● Source
===

Harvard University hit a milestone in 1969, enrolling its first class containing more than 100 African-Americans, according to a 1975 report by The Harvard Crimson. Such a milestone was not celebrated by all, however, as a number of media outlets published pieces attacking the students and Harvard’s affirmative action policies. One such article appeared in a September 1973 issue of the New York Times Magazine and was written by Dr. Martin Kilson, Harvard’s first fully-tenured Black professor. In the article, titled “The Black Experience at Harvard,” Kilson observed how many Black undergraduates regularly sat together at the same tables during meals, and accused the students of self-segregation and intellectual withdrawal.
Kilson essentially attacked the Black students for rejecting racial integration. In response, one Black student activist, Bill Fletcher, noted that it was easy to photograph Black students eating together but asked, “How come the Times didn’t run photos of rich White students getting drunk at the elite WASP final clubs?” Within a year of that class graduating, a research study, conducted by sociologist Don Barfield of the Harvard Efficacy Project on behalf of Harvard College, revealed that Black students actually had a wider range of social interactions than Whites.

===

● Task input

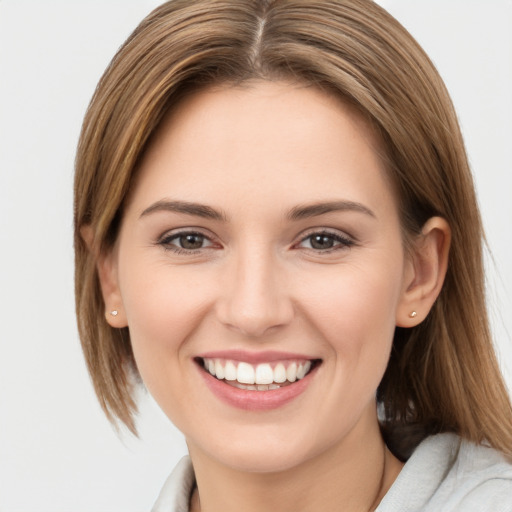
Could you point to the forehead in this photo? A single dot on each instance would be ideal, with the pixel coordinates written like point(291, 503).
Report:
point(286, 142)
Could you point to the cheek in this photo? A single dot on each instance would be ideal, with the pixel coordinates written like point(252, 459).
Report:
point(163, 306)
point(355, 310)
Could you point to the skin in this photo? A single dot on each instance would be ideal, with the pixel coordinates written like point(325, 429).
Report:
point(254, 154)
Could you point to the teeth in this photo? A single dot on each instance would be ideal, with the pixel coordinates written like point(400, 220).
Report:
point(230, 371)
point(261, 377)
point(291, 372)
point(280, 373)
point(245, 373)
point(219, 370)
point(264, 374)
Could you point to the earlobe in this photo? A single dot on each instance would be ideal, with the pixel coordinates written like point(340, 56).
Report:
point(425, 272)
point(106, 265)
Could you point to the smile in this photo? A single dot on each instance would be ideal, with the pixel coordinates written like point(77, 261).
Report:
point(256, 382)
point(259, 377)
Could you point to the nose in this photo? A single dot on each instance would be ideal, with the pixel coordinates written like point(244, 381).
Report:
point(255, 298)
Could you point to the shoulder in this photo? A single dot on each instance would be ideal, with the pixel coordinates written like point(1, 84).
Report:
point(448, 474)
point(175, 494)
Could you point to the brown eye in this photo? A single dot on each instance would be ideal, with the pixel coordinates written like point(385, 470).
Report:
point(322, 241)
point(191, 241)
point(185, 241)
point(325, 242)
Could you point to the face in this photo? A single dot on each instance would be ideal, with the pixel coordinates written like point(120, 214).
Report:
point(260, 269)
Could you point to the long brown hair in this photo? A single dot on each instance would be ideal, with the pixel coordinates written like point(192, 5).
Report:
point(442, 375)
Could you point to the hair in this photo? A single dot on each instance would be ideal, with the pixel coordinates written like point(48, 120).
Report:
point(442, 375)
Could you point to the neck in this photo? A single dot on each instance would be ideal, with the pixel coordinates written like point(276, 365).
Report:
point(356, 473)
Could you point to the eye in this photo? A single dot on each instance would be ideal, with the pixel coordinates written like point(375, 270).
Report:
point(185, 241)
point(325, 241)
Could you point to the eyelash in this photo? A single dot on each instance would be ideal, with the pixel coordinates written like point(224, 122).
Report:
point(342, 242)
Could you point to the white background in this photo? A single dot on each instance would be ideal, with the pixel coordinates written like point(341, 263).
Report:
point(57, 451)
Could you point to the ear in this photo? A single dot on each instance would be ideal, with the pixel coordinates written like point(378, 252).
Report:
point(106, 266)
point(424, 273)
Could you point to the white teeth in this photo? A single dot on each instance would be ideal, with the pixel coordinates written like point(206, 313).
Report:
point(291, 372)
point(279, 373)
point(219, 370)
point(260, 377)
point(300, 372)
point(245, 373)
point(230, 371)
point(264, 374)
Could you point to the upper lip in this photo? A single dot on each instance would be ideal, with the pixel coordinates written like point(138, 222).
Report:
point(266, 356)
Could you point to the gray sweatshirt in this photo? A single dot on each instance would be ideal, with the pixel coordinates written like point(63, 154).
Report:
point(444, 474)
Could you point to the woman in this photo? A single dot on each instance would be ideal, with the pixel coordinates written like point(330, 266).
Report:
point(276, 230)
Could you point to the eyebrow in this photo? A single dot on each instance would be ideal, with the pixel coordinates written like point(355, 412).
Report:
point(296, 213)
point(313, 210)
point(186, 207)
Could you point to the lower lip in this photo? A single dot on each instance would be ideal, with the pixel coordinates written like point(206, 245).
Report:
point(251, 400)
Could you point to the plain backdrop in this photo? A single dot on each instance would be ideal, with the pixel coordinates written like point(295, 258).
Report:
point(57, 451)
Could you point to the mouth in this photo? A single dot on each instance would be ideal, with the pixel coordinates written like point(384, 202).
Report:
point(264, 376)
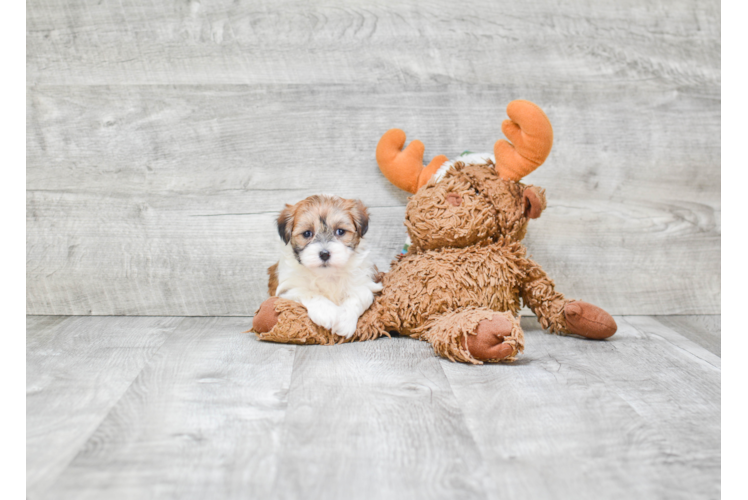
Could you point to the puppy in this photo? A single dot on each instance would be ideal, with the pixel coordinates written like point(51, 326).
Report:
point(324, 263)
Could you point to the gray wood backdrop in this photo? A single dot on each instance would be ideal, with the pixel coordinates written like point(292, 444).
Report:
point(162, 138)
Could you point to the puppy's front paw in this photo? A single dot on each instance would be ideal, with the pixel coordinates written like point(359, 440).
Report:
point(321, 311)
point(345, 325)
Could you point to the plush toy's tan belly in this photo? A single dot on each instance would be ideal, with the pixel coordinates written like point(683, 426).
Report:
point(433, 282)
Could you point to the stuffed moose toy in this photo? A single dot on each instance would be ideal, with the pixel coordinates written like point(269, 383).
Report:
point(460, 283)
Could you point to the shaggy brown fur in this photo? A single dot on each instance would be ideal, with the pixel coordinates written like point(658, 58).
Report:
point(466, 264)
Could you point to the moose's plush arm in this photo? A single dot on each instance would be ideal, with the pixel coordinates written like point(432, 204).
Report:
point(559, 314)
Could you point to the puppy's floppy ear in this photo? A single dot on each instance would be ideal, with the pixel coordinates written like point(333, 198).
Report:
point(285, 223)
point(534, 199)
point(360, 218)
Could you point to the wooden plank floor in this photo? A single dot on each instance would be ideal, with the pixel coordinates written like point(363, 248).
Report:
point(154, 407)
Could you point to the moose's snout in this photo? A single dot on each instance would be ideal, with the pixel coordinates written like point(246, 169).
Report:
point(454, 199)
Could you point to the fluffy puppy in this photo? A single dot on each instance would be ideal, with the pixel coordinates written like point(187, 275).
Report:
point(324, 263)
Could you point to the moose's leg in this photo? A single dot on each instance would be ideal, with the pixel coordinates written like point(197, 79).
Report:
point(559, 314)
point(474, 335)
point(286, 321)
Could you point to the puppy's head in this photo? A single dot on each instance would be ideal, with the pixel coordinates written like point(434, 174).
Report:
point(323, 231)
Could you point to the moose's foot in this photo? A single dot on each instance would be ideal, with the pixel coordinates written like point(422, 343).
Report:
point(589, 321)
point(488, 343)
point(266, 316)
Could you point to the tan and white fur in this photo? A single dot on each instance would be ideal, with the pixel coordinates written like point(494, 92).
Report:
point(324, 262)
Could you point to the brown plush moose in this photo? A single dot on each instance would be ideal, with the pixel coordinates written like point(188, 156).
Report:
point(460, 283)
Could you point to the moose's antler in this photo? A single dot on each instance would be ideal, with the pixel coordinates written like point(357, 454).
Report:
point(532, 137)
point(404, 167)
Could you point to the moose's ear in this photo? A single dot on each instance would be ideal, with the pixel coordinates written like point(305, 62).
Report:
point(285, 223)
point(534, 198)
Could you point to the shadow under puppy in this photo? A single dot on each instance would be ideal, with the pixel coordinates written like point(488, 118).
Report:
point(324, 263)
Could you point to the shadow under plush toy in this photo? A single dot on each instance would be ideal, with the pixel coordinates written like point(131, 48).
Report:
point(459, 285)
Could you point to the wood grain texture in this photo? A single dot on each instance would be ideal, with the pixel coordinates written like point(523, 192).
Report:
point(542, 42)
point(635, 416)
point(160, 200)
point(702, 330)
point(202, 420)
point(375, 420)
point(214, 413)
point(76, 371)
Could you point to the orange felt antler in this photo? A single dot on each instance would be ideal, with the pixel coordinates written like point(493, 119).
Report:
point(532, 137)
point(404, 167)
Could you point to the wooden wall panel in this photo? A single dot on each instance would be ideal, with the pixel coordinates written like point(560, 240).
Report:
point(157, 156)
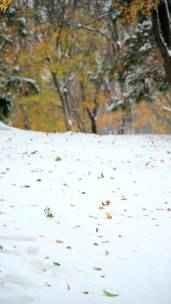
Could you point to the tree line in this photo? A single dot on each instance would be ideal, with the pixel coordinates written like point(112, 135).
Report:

===

● Jobs
A. Reproduce the entries from their start through the line containing "point(325, 242)", swapping every "Report" for "Result" and leaving all else unchanged. Omit the pictures.
B. Carry the passage on Black students at Harvard forward from its final sentence.
The Harvard passage and the entries are unrelated to each other.

● Answers for the exercise
A.
Could you point to the forehead in this photo? A single dot on each instance would be ideal, with the pixel coordinates written like point(291, 503).
Result:
point(286, 142)
Could you point to the cheek in this photo? A single dot on each instance would be ideal, with the pixel coordinates written like point(252, 459).
Result:
point(163, 306)
point(355, 310)
Could you point to the skin in this photo? A single dot on each instance would be ideal, with the pixel coordinates written like point(325, 429).
Result:
point(254, 154)
Could you point to the teeth in this photo? A single dot on each instance would be ideal, with the pixel coordinates written like point(400, 220).
Result:
point(230, 371)
point(261, 377)
point(291, 372)
point(280, 373)
point(245, 373)
point(219, 370)
point(264, 374)
Could you point to the earlobe in this photo? A single dot on each instance would be ideal, with the pixel coordinates written like point(340, 56).
Result:
point(425, 272)
point(106, 265)
Could you point to the smile in this photo? A single dot on each instance would be ideal, with the pixel coordinates written like point(77, 261).
Result:
point(256, 382)
point(259, 377)
Could you point to the nose in this photo? A single dot on each instance would be ideal, with the pixel coordinates written like point(244, 381).
Result:
point(255, 298)
Could you point to the shoulder in this photo? A single dot on each instance would be ideal, with the pixel coordinates written like point(1, 84).
Result:
point(448, 474)
point(175, 494)
Could you point to the brown eye in this photo? A single dot on each instance would be ideal, with the pixel coordinates written like point(385, 470).
Result:
point(322, 241)
point(191, 241)
point(185, 241)
point(325, 242)

B.
One of the profound ironies of that controversy is that both Kilson and his opponents still argued in terms of Black and White. At today’s multicultural universities, those demographics are ancient history. On some campuses, both Black and White students are a minority. According to the National Center for Education Statistics, between 1999 and 2010, the number of Black students earning bachelor’s degrees increased by 53 percent, Hispanics by 87 percent, Asians by 51 percent and Whites by 27 percent. For master’s degrees, the ethnic change is even greater: Blacks, 109 percent; Hispanics, 125 percent; Asians, 81 percent; and Whites, 39 percent.
And despite years of attacks on affirmative action, the Supreme Court preserved an important mechanism for bringing “minority” students to campus, but shifted the argument from affirmative action as restorative justice to diversity as a legitimate societal need. Also, the movement toward educational diversity has not only changed who is on campus, but what can be taught, even in the Deep South. For example, Louisiana State University offers degrees in women’s and gender studies, and students can earn a degree from the University of Alabama in jazz studies. In 2012, the University of Louisiana at Lafayette started offering a minor in LGBT studies.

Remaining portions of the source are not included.